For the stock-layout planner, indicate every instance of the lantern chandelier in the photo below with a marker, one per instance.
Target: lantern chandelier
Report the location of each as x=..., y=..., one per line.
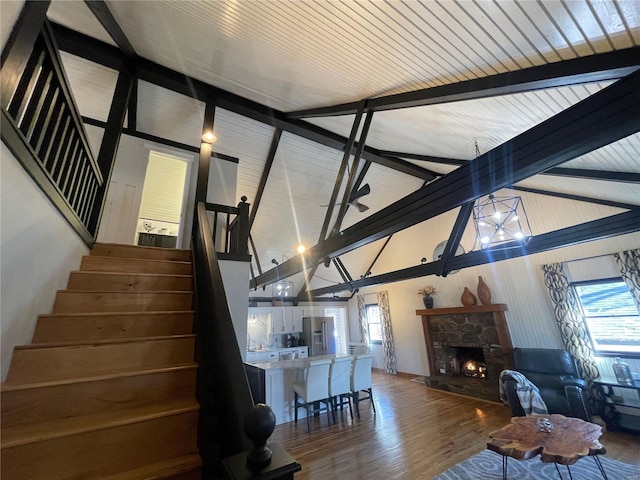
x=500, y=220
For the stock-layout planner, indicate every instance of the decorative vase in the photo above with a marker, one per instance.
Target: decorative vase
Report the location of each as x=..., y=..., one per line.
x=428, y=301
x=468, y=299
x=484, y=294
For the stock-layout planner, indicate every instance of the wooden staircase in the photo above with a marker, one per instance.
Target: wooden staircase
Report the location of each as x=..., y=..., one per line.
x=107, y=388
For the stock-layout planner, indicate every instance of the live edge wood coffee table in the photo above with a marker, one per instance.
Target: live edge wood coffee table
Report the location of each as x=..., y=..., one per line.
x=564, y=441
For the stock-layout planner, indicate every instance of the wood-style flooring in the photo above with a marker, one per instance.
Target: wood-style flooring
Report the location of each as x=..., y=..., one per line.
x=417, y=433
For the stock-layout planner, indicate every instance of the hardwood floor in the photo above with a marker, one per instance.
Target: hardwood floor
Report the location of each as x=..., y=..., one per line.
x=416, y=434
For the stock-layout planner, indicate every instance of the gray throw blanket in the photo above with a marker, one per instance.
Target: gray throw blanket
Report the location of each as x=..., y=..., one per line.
x=528, y=393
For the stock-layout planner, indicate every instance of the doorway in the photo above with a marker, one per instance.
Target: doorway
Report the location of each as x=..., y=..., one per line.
x=160, y=220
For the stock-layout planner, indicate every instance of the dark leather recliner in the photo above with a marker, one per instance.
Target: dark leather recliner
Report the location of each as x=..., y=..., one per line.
x=555, y=374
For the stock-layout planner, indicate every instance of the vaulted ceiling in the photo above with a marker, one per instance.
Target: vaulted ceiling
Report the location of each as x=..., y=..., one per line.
x=439, y=81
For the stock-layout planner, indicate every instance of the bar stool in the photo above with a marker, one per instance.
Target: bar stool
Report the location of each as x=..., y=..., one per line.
x=340, y=384
x=314, y=389
x=361, y=380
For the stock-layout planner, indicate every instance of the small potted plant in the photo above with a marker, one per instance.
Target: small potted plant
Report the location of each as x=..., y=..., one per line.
x=427, y=295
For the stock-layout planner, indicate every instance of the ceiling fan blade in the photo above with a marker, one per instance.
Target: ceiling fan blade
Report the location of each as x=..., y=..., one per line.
x=361, y=192
x=361, y=207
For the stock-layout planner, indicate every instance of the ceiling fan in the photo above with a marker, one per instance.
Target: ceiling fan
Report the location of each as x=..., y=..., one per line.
x=353, y=198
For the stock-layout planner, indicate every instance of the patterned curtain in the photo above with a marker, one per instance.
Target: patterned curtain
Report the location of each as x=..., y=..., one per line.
x=570, y=321
x=362, y=321
x=387, y=334
x=629, y=262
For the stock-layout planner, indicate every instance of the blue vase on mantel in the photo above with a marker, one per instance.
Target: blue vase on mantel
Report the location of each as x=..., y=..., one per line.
x=428, y=301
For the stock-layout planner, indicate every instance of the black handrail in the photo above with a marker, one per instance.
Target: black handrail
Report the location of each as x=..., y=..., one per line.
x=235, y=229
x=223, y=389
x=41, y=124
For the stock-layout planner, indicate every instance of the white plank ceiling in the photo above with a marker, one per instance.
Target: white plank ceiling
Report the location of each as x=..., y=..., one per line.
x=292, y=55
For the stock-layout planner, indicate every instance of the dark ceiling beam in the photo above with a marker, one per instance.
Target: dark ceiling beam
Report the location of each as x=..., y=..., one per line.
x=101, y=11
x=353, y=174
x=601, y=67
x=109, y=56
x=620, y=224
x=425, y=158
x=626, y=177
x=160, y=140
x=607, y=116
x=275, y=141
x=579, y=198
x=456, y=235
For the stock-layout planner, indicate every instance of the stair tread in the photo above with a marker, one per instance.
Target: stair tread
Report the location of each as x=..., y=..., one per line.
x=133, y=259
x=110, y=314
x=92, y=343
x=23, y=434
x=128, y=274
x=8, y=387
x=158, y=471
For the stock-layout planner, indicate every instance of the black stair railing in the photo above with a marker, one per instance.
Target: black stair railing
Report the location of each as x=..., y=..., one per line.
x=230, y=229
x=41, y=124
x=222, y=388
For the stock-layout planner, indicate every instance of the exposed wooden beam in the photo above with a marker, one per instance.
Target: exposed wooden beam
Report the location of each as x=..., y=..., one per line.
x=455, y=237
x=625, y=177
x=204, y=163
x=623, y=223
x=603, y=118
x=601, y=67
x=110, y=141
x=579, y=198
x=102, y=13
x=160, y=140
x=99, y=52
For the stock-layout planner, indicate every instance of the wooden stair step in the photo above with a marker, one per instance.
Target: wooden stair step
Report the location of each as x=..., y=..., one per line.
x=43, y=431
x=106, y=451
x=42, y=362
x=64, y=327
x=115, y=281
x=97, y=263
x=35, y=403
x=74, y=301
x=181, y=468
x=149, y=253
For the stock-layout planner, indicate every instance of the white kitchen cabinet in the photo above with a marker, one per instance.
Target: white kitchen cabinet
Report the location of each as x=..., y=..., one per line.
x=275, y=323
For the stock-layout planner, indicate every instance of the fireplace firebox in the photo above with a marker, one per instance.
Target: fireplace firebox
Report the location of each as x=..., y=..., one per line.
x=467, y=348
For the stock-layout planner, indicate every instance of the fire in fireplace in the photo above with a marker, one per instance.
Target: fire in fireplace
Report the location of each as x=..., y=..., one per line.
x=471, y=368
x=468, y=361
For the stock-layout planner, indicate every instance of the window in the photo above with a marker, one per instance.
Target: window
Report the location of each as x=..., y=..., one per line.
x=374, y=322
x=611, y=316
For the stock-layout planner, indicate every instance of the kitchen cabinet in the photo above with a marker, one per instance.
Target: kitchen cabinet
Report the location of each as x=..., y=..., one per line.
x=282, y=321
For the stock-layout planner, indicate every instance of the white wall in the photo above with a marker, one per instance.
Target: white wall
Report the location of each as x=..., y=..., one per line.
x=38, y=249
x=120, y=216
x=236, y=286
x=518, y=282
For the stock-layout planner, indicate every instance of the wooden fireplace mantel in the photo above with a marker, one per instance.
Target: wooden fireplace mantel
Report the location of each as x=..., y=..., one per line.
x=494, y=307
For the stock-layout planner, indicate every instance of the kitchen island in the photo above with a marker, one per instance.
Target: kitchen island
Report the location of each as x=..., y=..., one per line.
x=271, y=384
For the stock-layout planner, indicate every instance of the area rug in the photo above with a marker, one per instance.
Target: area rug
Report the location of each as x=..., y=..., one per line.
x=487, y=465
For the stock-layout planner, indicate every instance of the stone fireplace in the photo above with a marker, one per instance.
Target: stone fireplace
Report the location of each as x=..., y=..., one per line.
x=473, y=337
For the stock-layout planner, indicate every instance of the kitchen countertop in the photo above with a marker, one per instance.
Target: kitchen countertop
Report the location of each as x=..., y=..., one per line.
x=295, y=364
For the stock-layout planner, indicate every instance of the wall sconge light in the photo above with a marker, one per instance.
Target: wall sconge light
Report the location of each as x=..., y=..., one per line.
x=283, y=288
x=499, y=220
x=209, y=137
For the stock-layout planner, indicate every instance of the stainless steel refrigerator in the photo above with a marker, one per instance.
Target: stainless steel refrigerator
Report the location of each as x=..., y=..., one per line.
x=318, y=334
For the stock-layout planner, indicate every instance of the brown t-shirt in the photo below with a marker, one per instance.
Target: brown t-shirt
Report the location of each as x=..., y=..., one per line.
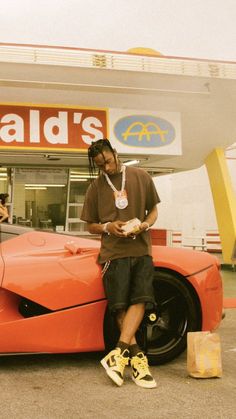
x=99, y=207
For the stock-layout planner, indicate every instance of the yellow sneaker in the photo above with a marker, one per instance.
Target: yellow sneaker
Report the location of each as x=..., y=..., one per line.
x=115, y=363
x=140, y=371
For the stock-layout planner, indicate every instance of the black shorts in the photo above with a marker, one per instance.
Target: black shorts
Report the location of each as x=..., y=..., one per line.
x=128, y=281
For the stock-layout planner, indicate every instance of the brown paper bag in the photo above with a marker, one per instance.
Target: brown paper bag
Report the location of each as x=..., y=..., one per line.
x=204, y=355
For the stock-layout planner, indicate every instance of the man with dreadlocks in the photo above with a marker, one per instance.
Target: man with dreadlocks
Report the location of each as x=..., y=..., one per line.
x=116, y=196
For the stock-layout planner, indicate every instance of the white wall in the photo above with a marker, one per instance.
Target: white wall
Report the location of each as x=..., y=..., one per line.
x=186, y=201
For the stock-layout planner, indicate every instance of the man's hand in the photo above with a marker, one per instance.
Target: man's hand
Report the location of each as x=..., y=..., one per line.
x=115, y=228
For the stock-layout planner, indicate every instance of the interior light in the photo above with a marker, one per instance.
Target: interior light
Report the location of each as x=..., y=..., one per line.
x=131, y=162
x=44, y=185
x=78, y=179
x=32, y=188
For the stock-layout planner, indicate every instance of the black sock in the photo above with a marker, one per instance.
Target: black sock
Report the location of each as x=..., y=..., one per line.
x=134, y=350
x=122, y=345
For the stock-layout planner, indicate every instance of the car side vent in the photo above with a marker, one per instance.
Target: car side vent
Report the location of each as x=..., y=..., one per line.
x=28, y=308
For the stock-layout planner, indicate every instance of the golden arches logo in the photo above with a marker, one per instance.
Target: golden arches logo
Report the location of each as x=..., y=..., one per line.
x=144, y=132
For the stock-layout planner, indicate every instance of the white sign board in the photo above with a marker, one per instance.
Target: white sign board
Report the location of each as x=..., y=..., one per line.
x=141, y=132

---

| WORK TO DO |
Repeat word for word every line from the one that holds "the brown paper" to the end. Both ends count.

| WRITTEN SOLUTION |
For the stock-layout planner, indicate every instance of the brown paper bag in the photo above with a marker, one per instance.
Target: brown paper bag
Report the location of each as x=..., y=..., one per line.
x=204, y=355
For the stock-layout planner, indicate every instance of the man with dreadlocks in the photo above with a marker, one per instance.
Target: man with dreadlocks
Report the location of each as x=..., y=..., one per line.
x=116, y=196
For the stock-layout planner, indicate every instance of the white wall in the photo above with a marker, one per instance.
Target: white wall
Report the location of each as x=..., y=..., one per line.
x=186, y=201
For the stock-layout planner, indicate every instance of the man's hand in the photo above with a marker, one per instance.
Target: man's hand
Report the location of each as x=..., y=..., one per line.
x=115, y=228
For the stock-layout planner, indicate every instance of the interior light in the photo above with a marker, one per instance.
Target: interior light
Report the location of each as x=..., y=..., one per line.
x=131, y=162
x=44, y=185
x=78, y=179
x=32, y=188
For the stock-layout planner, indicate every instance of the black sock in the photo above with a marker, one per instance.
Target: black sock
Report the location of each as x=..., y=..., one per line.
x=134, y=350
x=122, y=345
For the stock-layout planner, indicate every instance of the car side vent in the photo above with a marker, one per instance.
Target: car side vent
Report the location of each as x=..., y=..., one per line.
x=28, y=308
For the stock-layout planner, indicate every instance of the golden arches logo in the photo above with a marker, one per instance.
Target: golden arches logo
Report the location of each as x=..., y=..., one per line.
x=144, y=132
For the stock-layout planner, indicate every instance of the white sign board in the photo above with a marker, one per instance.
Target: white sign board
Report the location of each as x=..., y=..., one per line.
x=141, y=132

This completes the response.